**EXCERPT PROVIDED**
— Start —

DISCLOSURE FOR DEVELOPMENT AND IMPLEMENTATION OF THE RTSK MANAGEMENT POLICY
Risks are events, situations or circumstances which may lead to negative consequences on the Company’s business. Risk management is a structural approach to manage uncertainty. A formal approach to Risk Management is being adopted by the Company and key risk will now be managed within unitary framework. The Risk Management process in our business, operations, over the period of time will become embedded into the Company’s business systems processes, such that our responses to risks remain current and dynamic.
DISCLOSURES RELATING TO CORPORATE SOCIAL RESPONSIBILTY
The provisions of Section 135 of the Companies Act, 2013 are not applicable to the Company for the year under review.
ANNUAL EVALUATION OF PEFORMANCE OF THE BOARD
During the year, in terms of the requirements of the Companies Act, 2013, the Board carried out the evaluation of the Board as a whole, Board Committees and Directors. The evaluation process focused on various aspects of the functioning of the Board and Committees such as composition of the Board and Committees, experience and competencies, performance of specific duties and obligations etc. A separate exercise was carried out to evaluate the performance of individual Directors on parameters such as attendance, contribution and independent judgement.
Based on the outcome of the evaluation, the Board and Committees have agreed on various actions to further improve the effectiveness and functioning of the Board and Committees.

— End —

**PROBLEMS AND TASKS**
1. According to the disclosures excerpt, on what parameters were individual Directors evaluated?
2. Reproduce the part of the disclosures excerpt that opens with the words containing "DISCLOSURE FOR DEVELOPMENT" and closes with "year under review.", substituting "single framework" for "unitary framework".
3. Resume the disclosures excerpt after its final sentence, writing the passage that comes next.
The material that comes next is from a different source than the disclosures excerpt.

**DATA ENTRIES**

— Start —

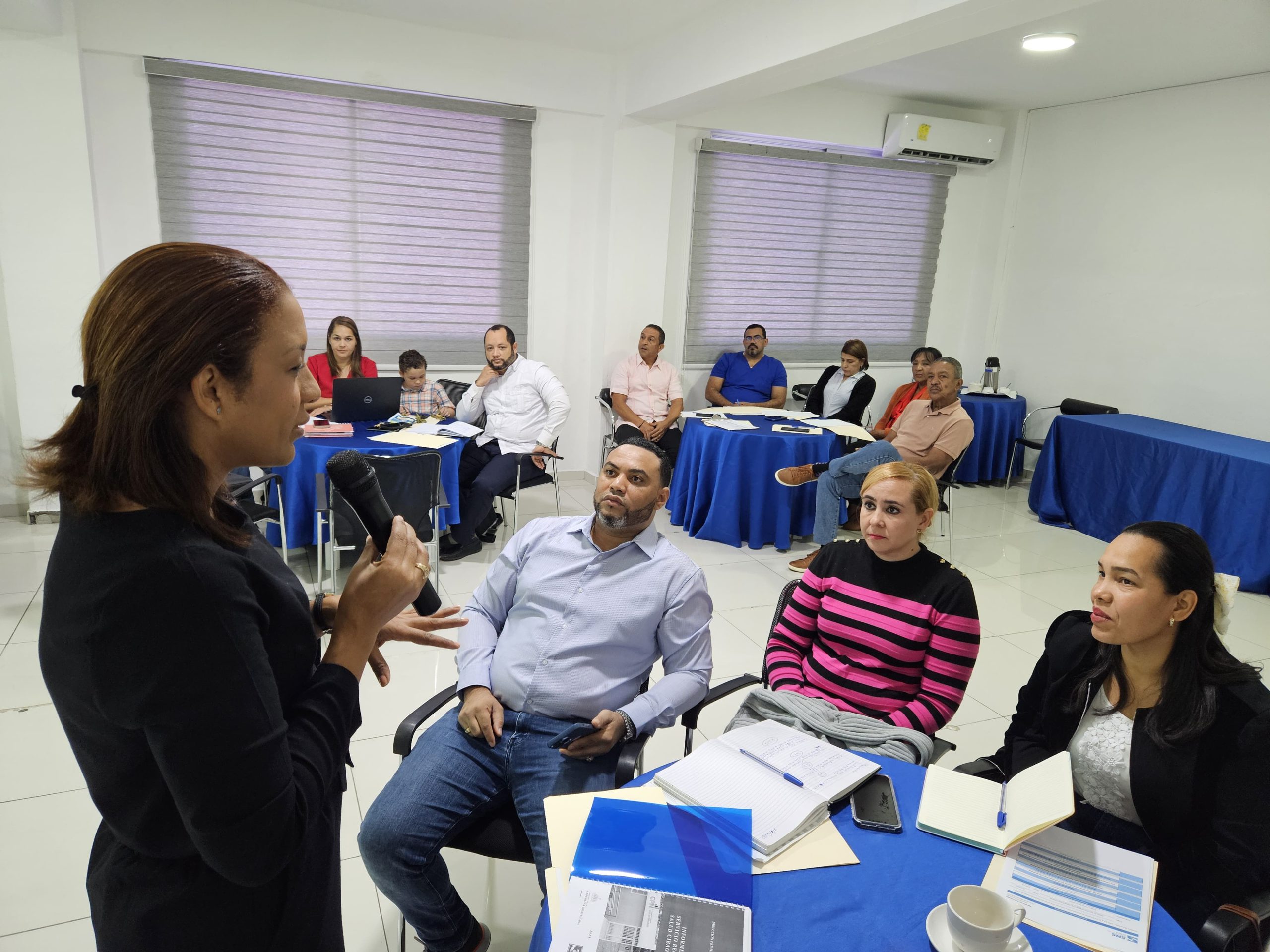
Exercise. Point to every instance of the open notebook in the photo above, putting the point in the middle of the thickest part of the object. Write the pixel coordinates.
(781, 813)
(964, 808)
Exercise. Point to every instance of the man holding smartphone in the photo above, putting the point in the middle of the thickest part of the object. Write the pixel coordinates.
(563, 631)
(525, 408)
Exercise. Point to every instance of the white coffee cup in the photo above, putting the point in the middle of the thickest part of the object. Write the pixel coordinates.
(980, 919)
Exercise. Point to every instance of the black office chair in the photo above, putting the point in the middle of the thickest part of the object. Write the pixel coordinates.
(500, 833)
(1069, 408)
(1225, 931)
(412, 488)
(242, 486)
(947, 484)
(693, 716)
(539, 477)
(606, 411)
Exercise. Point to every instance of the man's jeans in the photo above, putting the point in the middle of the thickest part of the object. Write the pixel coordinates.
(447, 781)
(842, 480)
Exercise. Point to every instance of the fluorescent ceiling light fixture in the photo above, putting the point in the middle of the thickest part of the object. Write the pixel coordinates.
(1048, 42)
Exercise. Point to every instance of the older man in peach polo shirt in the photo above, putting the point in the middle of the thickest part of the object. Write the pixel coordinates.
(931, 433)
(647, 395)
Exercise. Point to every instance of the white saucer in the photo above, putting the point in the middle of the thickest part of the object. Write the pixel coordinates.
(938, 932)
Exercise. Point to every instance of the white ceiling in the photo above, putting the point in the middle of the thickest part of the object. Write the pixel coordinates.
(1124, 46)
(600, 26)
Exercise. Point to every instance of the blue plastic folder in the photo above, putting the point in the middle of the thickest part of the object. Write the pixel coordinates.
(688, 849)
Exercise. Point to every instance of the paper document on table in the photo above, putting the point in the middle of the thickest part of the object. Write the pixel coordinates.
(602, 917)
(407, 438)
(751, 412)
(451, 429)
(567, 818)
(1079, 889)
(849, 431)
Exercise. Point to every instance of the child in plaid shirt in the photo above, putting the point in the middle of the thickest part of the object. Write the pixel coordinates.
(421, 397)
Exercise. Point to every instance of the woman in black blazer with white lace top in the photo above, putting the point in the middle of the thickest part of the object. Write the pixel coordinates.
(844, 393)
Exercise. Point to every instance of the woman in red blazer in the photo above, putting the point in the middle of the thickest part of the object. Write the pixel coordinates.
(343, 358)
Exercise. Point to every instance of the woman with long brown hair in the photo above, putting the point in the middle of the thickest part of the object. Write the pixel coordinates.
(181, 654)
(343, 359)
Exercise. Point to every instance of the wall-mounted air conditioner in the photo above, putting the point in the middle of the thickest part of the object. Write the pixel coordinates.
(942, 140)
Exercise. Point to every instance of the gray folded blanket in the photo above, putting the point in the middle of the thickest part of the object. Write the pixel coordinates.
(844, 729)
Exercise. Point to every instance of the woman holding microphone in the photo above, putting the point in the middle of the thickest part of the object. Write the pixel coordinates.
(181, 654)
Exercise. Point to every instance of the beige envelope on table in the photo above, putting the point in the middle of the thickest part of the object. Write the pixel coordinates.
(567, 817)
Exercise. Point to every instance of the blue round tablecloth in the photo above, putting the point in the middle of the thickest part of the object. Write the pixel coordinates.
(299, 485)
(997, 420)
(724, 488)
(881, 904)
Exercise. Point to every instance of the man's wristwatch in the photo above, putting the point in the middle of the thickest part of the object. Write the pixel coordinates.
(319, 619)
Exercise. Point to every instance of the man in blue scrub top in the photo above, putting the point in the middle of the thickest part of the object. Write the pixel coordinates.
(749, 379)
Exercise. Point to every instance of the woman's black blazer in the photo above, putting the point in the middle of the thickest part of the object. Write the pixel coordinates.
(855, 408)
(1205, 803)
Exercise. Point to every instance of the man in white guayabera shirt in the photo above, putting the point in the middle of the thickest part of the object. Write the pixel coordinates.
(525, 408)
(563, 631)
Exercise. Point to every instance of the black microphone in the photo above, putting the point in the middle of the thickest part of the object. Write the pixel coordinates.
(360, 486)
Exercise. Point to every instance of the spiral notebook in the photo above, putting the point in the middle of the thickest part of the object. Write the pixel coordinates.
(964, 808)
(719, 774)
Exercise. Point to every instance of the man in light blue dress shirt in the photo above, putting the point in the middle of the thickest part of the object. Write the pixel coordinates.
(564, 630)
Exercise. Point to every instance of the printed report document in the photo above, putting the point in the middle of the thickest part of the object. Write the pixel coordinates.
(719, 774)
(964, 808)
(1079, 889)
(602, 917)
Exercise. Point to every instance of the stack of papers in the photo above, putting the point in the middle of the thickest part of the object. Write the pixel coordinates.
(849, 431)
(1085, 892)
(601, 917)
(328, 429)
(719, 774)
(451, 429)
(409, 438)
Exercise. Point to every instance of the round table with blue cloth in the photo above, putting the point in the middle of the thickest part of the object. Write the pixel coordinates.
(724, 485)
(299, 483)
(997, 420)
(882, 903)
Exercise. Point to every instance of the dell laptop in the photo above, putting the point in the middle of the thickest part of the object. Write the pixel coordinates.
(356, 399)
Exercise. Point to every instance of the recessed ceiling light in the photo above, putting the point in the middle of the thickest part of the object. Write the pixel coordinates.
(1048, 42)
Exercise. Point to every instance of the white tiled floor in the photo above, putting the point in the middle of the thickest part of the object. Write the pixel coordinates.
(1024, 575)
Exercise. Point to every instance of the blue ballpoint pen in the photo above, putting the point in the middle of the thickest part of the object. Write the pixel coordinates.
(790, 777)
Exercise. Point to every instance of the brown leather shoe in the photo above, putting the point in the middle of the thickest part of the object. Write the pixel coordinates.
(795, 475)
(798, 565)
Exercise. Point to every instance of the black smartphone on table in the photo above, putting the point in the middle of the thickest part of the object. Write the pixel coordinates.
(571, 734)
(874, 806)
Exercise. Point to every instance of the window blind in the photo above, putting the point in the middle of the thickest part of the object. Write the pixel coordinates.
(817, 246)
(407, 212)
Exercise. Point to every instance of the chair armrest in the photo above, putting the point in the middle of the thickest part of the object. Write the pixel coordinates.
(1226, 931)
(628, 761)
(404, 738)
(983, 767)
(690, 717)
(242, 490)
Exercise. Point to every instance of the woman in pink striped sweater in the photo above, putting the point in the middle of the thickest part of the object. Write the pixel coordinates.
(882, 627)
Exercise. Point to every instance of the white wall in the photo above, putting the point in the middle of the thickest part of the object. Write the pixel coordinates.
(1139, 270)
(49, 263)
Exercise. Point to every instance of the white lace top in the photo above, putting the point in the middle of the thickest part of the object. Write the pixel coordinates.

— End —

**ANSWERS TO EACH TASK**
1. Attendance, contribution and independent judgement.

2.
DISCLOSURE FOR DEVELOPMENT AND IMPLEMENTATION OF THE RTSK MANAGEMENT POLICY
Risks are events, situations or circumstances which may lead to negative consequences on the Company’s business. Risk management is a structural approach to manage uncertainty. A formal approach to Risk Management is being adopted by the Company and key risk will now be managed within single framework. The Risk Management process in our business, operations, over the period of time will become embedded into the Company’s business systems processes, such that our responses to risks remain current and dynamic.
DISCLOSURES RELATING TO CORPORATE SOCIAL RESPONSIBILTY
The provisions of Section 135 of the Companies Act, 2013 are not applicable to the Company for the year under review.

3.
REPORT ON THE HIGHLIGHTS OF PERFORMANCE OF SUBSIDIARIES, ASSOCIATES AND JOINT VENTURE COMPANIES AND THETR CONTRIBUTION TO THE OVERALL PERFORMANCE OF THE COMPANY DURING THE PERIOD UNDER REVIEW
During the year under the review, the Company does not have any Associate, Subsidiary or a Joint Venture.
CHANGE IN NATURE OF BUSINESS DURING THE YEAR
During the year under the review, there were no changes in the nature of business of the Company.
DEPOSITS
The Company has not accepted any deposits during the year under review.
DETAILS OF SIGNIFICANT AND MATERIAL ORDERS PASSED BY THE REGULATORS OR COURTS OR TRIBUNALS
No orders have been passed by any Regulator or Court or Tribunal which can have impact on the going concern status and the Company’s operations in future.
INTERNAL FINANCIAL CONTROL SYSTEM
The Company has in place adequate systems of internal financial control commensurate with its size and nature of operations. The system of internal controls ensures that all activities are monitored and controlled against any unauthorized use or disposition of assets and that the transactions are authorized and reported correctly.
DISCLOSURE UNDER THE SEXUAL HARASSMENT OF WOMEN AT WORKPLACE (PROHIBITION, PREVENTION AND REDRESSAL) ACT, 2013
The Company has in place an Anti-Sexual Harassment Policy in line with the requirements of The Sexual Harassment of Women at Workplace (Prevention, Prohibition and Redressal) Act, 2013. Internal Complaints Committee (ICC) has been set up to redress complaints received regarding sexual harassment.
The following is a summary of sexual harassment complaints received and disposed off during the year 2023-2024:
• No. of complaints received: Nil
• No. of complaints disposed off: Nil
DETAILS OF ESTABLISHMENT OF VIGIL MECHANISM FOR DIRECTORS AND EMPLOYEES
The Company has established Whistle Blower Policy for Directors and employees to report genuine concerns, to deal with instances of fraud and mismanagement, if any, and to ensure a clean and transparent environment for conducting business and also ensures adequate safeguards against victimization of persons who use such mechanism.
The Company is committed to adhere to the highest standards of ethical, moral and legal conduct of business operations.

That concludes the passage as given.